Objective: Please pull out every line of the material below that contains the word "Example". Case counts, so match capital and lowercase letters.

____________

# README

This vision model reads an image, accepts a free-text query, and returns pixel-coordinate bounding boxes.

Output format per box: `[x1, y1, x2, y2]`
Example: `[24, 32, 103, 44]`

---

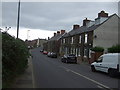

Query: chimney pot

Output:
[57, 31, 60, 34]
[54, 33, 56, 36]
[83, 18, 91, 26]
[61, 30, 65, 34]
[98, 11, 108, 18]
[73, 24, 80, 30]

____________

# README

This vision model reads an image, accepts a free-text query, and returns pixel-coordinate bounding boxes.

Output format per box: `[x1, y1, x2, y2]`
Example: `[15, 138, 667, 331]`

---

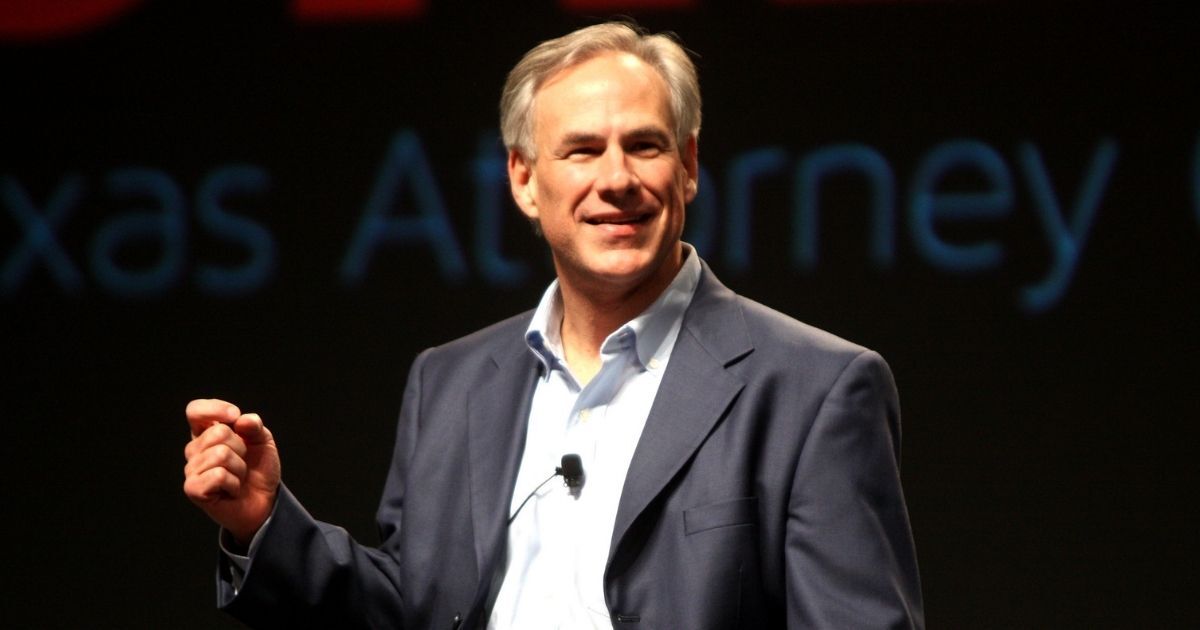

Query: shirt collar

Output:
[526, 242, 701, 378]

____________

The output:
Example: `[24, 32, 103, 44]`
Example: `[15, 138, 667, 331]`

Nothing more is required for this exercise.